Exercise prompt >> Could you revise the items from the line with "Question. Place one point on every instance of the butterfly in" up to and including the line with "x=278 y=271", putting "out-of-focus greenery" wherever "blurred green foliage" appears and leaving everything else unchanged? Return only those lines.

Extracted information >>
════

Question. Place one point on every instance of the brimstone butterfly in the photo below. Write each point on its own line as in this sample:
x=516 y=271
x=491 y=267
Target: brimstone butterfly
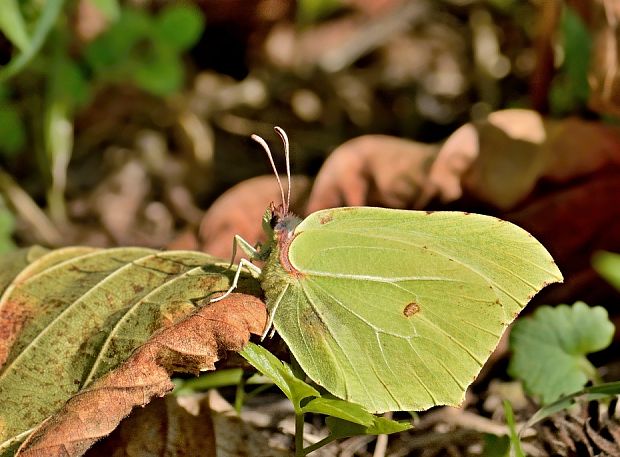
x=394 y=309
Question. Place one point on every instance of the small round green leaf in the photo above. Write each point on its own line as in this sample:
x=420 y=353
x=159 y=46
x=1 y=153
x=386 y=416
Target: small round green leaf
x=550 y=348
x=180 y=26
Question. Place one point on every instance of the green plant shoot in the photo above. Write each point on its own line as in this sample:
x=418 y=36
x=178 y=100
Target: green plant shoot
x=393 y=309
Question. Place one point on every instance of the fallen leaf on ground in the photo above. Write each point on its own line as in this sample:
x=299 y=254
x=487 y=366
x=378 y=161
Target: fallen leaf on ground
x=500 y=161
x=239 y=211
x=192 y=345
x=74 y=314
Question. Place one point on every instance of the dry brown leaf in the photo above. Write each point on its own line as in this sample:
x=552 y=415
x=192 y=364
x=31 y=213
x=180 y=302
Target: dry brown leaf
x=239 y=211
x=500 y=161
x=192 y=345
x=604 y=74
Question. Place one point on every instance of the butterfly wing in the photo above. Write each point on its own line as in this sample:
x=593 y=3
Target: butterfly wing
x=399 y=310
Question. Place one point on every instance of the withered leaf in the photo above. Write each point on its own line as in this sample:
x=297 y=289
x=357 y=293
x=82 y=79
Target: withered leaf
x=75 y=314
x=162 y=428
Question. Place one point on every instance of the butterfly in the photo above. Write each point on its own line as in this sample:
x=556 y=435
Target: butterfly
x=392 y=309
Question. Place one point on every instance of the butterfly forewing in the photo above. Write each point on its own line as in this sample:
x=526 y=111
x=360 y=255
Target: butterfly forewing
x=399 y=310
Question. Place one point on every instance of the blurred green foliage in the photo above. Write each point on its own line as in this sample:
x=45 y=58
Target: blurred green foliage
x=146 y=49
x=139 y=46
x=311 y=11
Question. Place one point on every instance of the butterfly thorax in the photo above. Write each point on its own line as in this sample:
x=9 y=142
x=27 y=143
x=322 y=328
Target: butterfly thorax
x=278 y=271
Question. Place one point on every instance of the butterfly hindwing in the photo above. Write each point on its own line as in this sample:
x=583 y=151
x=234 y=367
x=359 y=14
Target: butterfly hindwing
x=399 y=310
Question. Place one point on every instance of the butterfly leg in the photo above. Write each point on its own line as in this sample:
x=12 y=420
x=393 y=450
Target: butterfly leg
x=246 y=247
x=253 y=269
x=272 y=313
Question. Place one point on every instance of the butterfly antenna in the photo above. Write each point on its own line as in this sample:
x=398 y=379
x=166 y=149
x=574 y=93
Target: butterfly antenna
x=287 y=156
x=262 y=142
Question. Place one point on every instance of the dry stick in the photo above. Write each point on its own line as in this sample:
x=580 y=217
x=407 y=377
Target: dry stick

════

The solution >>
Question. Place one point on every instance of the butterfly in the photo above. Write each point on its own line as in this sample:
x=556 y=435
Target: butterfly
x=392 y=309
Question. Place one point on every instance of the butterfly forewing in the photo above. Write each point on its own line as in this sample:
x=526 y=111
x=360 y=255
Target: butterfly forewing
x=399 y=310
Question. Place one point on every instance of the out-of-focus greenery in the photo above. Write each point on its own line as in this sample:
x=45 y=58
Target: out-of-focus greenery
x=146 y=49
x=139 y=46
x=311 y=11
Question. Place one point on every instance of the butterfly thorax in the photo above. Write each point on its own line as in this sample:
x=9 y=142
x=27 y=143
x=322 y=328
Target: butterfly thorax
x=278 y=271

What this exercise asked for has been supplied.